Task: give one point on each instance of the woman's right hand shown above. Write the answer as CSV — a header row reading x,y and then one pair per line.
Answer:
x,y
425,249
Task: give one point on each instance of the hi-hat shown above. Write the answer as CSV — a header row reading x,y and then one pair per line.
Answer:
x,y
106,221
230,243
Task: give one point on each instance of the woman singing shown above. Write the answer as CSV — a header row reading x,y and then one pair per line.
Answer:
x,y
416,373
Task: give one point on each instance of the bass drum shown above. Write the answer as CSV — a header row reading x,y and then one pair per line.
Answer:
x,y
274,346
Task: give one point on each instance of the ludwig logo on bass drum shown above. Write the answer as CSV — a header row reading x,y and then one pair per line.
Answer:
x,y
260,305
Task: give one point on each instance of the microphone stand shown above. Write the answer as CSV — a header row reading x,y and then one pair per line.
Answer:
◆ ◆ ◆ ◆ ◆ ◆ ◆
» GIVEN INSTRUCTION
Set all of the records down again, exactly as they stand.

» ANSWER TO THIS PROBLEM
Task: give one point on each instance of the woman's right hand shown above. Write the answer as CSV — a header row reading x,y and then one pair per line.
Answer:
x,y
425,249
Task: give one point on each instance of the hi-hat shown above. Write the answer as CSV — a header row reading x,y and then one pair per line.
Answer:
x,y
106,221
230,243
Task: give one point on each instance of the woman singing shown above. Write the answer as CSV — a header row reading x,y and then one pair per line.
Answer:
x,y
416,373
Task: give one point on each instance of the bass drum shown above. Write the answer as CSV — a header row reading x,y and then one pair per line.
Answer:
x,y
274,346
Task: give one point on each instance of the ludwig logo on bass drum shown above. Write the answer as CSV — a header row reading x,y and then one pair per line.
Answer:
x,y
260,305
Task: give one point on each instance of the microphone stand shown above. Write the answer as CSV — a header row reading x,y and then one pair per line.
Answer:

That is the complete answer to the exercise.